→ LE PROBLÈME:
Répondez brièvement à chacune des questions suivantes d'après l'extrait ci-dessous.
1. Quel est l'objet de la morale ?
2. Quelle loi capitale la doctrine de l'évolution a-t-elle mise en lumière ?
3. À quels deux points de vue aurait-il été bon d'analyser l'idée de la vie ?

Ainsi agrandie et complétée, la morale de l’évolution et de la vie fournit-elle une règle suffisante ? M. Guyau nous a montré qu’il existe dans la vie individuelle elle-même, en vertu de sa nature expansive, un germe d’harmonie avec la société ; il a montré aussi qu’en fait, grâce à la civilisation, cette harmonie ira croissant dans les siècles à venir. N’avons-nous donc plus qu’à nous abandonner au mouvement naturel de la vie, et toute la morale tiendra-t-elle, au pied de la lettre, dans ces deux mots : sequere naturam, ou, si l’on veut, sequere vitam ? — Non, selon nous, car la vie contient le germe de la discorde à côté du germe de la concorde. Une des lois capitales que la doctrine de l’évolution a mises en lumière, c’est précisément la « lutte pour la vie ; » cette lutte, sans doute, peut tenir aux circonstances du milieu plus qu’à la nature essentielle de la vie même, mais, comme il y aura toujours pour l’activité humaine un milieu matériel et des nécessités matérielles, la lutte subsistera toujours et aura pour conséquence, dans l’avenir comme par le passé, un état de guerre plus ou moins sourde entre les intérêts, un conflit des tendances égoïstes et des tendances désintéressées. Or, l’objet de la morale, c’est précisément la paix, l’accord, l’harmonie. La morale oppose donc à la vie réelle une vie idéale, qui n’est pas sans doute en contradiction avec l’autre, mais qui n’est pas non plus simplement la vie telle qu’elle est quand on s’abandonne aux impulsions purement vitales.

Qu’est-ce, d’ailleurs, que la vie ? Cette idée, fondamentale dans la théorie de l’évolution, il eût été bon d’en faire l’analyse au double point de vue de la biologie et de la métaphysique, car la vie est à la fois un phénomène de mécanisme et la manifestation de quelque chose qui dépasse de beaucoup le mécanisme même, de quelque chose qui sent, pense, veut. Ce n’est pas. — et M, Guyau le reconnaît tout le premier, — avec une simple transposition d’atomes

  1. L’Irréligion de l’avenir, p. 353.

→ DONNÉES D'ENTRÉE:
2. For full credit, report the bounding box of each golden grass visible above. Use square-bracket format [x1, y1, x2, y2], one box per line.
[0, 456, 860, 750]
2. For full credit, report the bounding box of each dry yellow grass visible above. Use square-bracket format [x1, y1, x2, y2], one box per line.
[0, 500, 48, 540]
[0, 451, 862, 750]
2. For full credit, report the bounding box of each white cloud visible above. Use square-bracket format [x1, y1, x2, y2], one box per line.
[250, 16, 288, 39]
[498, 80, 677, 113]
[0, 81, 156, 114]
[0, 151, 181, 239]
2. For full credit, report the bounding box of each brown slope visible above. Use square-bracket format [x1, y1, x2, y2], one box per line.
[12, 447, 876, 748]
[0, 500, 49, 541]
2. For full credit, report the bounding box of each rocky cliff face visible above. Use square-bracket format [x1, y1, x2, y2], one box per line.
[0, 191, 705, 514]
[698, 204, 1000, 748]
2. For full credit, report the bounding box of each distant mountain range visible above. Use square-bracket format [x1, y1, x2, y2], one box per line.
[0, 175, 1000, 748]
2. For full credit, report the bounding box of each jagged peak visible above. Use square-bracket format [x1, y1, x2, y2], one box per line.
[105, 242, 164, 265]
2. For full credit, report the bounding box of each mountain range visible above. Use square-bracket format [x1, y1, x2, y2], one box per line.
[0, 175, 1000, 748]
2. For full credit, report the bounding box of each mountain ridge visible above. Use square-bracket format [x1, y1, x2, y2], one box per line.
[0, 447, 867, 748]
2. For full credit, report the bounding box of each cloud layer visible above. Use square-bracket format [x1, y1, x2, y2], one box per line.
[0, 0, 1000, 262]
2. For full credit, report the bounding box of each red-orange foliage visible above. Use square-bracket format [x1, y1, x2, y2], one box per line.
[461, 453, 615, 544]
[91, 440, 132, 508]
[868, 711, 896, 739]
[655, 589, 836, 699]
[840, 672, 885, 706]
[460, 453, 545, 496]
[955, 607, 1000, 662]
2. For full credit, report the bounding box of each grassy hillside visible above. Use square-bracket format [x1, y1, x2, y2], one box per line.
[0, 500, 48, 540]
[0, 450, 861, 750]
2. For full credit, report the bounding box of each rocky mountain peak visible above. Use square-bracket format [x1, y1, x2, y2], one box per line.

→ VOTRE RÉPONSE:
1. La paix, l'accord, l'harmonie.
2. La « lutte pour la vie ».
3. Celui de la biologie et celui de la métaphysique.